**WHAT THE EXERCISE ASKS**
Reproduce every row below, changing each "a dot per instance" to "one dot for each instance" and leaving everything else as it stands.
*** RECORDS FOR THIS EXERCISE ***
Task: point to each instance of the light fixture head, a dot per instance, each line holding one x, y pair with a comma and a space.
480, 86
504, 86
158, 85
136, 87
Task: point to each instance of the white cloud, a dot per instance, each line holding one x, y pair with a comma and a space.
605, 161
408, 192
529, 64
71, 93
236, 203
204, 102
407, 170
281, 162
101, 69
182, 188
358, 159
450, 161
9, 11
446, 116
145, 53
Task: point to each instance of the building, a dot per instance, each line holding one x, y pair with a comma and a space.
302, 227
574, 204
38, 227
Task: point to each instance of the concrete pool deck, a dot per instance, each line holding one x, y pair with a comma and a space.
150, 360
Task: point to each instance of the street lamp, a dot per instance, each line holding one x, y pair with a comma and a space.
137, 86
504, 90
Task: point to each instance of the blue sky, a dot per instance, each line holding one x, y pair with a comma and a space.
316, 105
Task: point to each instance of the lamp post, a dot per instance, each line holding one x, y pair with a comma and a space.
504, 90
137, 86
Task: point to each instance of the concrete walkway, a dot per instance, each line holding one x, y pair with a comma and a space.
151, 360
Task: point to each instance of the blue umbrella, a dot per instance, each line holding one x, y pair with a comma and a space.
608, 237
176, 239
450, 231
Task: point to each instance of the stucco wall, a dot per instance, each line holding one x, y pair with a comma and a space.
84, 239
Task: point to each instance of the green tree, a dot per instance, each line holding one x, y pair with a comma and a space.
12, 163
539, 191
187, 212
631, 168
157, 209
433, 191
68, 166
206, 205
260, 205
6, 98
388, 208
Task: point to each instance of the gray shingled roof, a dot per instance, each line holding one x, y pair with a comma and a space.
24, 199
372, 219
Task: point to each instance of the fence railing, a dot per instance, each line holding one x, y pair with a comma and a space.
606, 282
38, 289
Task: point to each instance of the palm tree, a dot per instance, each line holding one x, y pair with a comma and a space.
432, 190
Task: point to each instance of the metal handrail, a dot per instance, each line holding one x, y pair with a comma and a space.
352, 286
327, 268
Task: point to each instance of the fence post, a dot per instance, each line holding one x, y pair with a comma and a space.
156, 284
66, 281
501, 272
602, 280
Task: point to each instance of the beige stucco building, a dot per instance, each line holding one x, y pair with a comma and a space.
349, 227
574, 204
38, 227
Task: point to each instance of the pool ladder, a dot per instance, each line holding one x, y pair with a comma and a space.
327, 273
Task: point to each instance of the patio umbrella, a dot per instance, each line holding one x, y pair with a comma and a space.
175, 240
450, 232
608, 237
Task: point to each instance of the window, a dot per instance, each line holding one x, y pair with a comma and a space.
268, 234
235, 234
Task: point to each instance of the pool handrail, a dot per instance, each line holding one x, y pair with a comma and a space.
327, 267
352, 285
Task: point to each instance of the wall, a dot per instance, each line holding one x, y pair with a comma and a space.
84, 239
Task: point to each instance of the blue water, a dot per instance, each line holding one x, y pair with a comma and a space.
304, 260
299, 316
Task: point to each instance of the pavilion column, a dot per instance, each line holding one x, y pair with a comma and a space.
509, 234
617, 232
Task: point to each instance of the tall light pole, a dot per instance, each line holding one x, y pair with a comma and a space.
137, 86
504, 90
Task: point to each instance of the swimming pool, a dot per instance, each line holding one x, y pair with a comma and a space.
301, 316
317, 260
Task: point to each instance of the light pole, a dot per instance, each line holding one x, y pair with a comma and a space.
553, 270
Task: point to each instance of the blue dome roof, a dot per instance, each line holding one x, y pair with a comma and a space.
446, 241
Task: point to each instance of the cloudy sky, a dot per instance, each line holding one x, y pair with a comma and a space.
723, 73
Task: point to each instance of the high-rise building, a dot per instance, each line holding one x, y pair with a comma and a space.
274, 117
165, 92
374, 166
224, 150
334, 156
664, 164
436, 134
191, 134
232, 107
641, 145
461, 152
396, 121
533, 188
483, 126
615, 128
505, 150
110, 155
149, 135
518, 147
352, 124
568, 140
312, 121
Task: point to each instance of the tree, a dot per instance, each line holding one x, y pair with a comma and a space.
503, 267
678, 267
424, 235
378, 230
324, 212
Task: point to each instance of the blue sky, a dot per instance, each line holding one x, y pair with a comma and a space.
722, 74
***
**OUTPUT OF THE TASK**
Task: point to each instance of the light fixture head, one dot for each instance, each line holding one x, y pair with a comma and a space.
480, 86
504, 86
158, 85
136, 87
Task: point to each instance of the white cloud, one dot for each instance, each line holding one x, y pair with a comma and a space.
605, 161
408, 192
529, 64
71, 93
236, 203
204, 102
407, 170
281, 162
101, 69
182, 188
358, 159
450, 161
9, 11
446, 116
145, 53
Task: point to each instance of the building, one dot for each instance, each line holding one x, y pair with a comma and a space.
302, 227
574, 204
38, 227
Task: point to each instance of the concrete pool deck, one dot for each instance, each line holding one x, y pair with a comma and a space.
150, 360
Task: point to each instance of the street lamp, one dot for each instance, each line holding one x, y pair with a comma and a space.
137, 86
504, 90
Task: point to each instance of the blue sky, one dot for each instance, each line holding one x, y pair with a comma and a space.
316, 105
Task: point to each instance of the lamp post, one dot for each instance, each line holding one x, y pair with a comma and a space.
504, 90
137, 86
Task: point to each instance of the concrete walkway, one dot for each instance, each line holding one x, y pair with a comma and a space.
151, 360
Task: point to each instance of the blue umbrella, one dot for each instance, each line holding one x, y pair with a comma and a space.
608, 237
176, 239
450, 231
Task: point to each instance of the stucco wall, one dot for each instance, each line holding one x, y pair with a comma and a space.
84, 239
Task: point to each instance of the green tree, one dot for each instance, each line holding one x, y pair with a comma and a space.
12, 163
539, 191
187, 212
631, 168
157, 209
433, 191
68, 166
206, 205
260, 205
6, 98
388, 208
Task: point to each instance of the gray shingled roof, one dot for each instance, each line holding one x, y pair with a comma and a space.
24, 199
372, 219
Task: point to each instance of the fence railing, one dot for each instance, each line holding one x, y pair with a comma and a space.
606, 282
38, 289
Task: point to each instance of the palm tree, one dot for each instance, each line holding one x, y pair with a comma and a space.
432, 190
Task: point to each instance of the metal handrail, one dot for each instance, each line holding one x, y pair with a comma and a space.
352, 286
327, 268
Task: point to each instance of the fence post, one dot for each instance, each line holding one x, y pair with a comma and a space.
156, 284
66, 281
501, 272
602, 280
Task: point to each instance of the beige stucco building, one dot for each instance, each line holding one x, y pair with a comma and a space.
349, 227
574, 204
38, 227
Task: point to each instance of the pool ladder, one dot for each instance, each line holding one x, y pair with a comma and a space.
327, 273
Task: point to each instance of the patio umbrella, one dot for each instance, each line holding one x, y pair with a comma and a space.
175, 240
450, 232
608, 237
Task: point to each instance of the window, one dot for each instance, each line holding one x, y pair with a comma and a space.
268, 234
235, 234
Task: point to each instance of the pool handrail, one dot for each instance, each line holding one x, y pair with a comma and a space.
327, 267
352, 285
Task: point to each instance of the wall, one dot for each instance, each line holding one x, y pair with a comma and a space.
84, 239
Task: point to each instance of the blue water, one dot for each instance, each line holding one x, y pair with a comma and a space.
304, 260
299, 316
Task: point to each instance of the pavilion column, one dot for each instance, each line holding one x, y pair with a comma and a space.
509, 234
617, 232
Task: point to each instance of the tall light pole, one dot for each instance, each line holding one x, y pair with a comma and a space.
137, 86
504, 90
Task: point to each instance of the swimming pool, one dot for each instance, each line holding one x, y pair with a comma and a space.
301, 316
317, 260
Task: point to each instance of the light pole, one dot for each instance, each line holding one x, y pair with a comma and a space.
553, 270
Task: point to each instance of the blue dome roof, one dot for each instance, each line holding one x, y pair with a comma and a space.
446, 241
Task: point to each instance of the cloudy sky, one dot for each instance, each line holding one x, y pair with a comma and a space.
723, 73
Task: point to each instance of the high-rise building, one dot for each instance, each line holding one x, y pair with a comma and a space.
274, 117
165, 92
374, 166
224, 150
334, 156
664, 164
436, 134
191, 134
232, 107
641, 145
461, 152
396, 121
533, 188
483, 126
615, 128
505, 150
110, 155
149, 135
518, 147
352, 124
568, 140
312, 121
Task: point to each instance of the tree, one dot for each instance, each line holding one x, y pair with a comma and a space.
503, 267
678, 267
424, 235
378, 230
324, 212
Task: point to each instance of the blue sky, one dot for each instance, each line holding one x, y pair with a comma and a space.
722, 74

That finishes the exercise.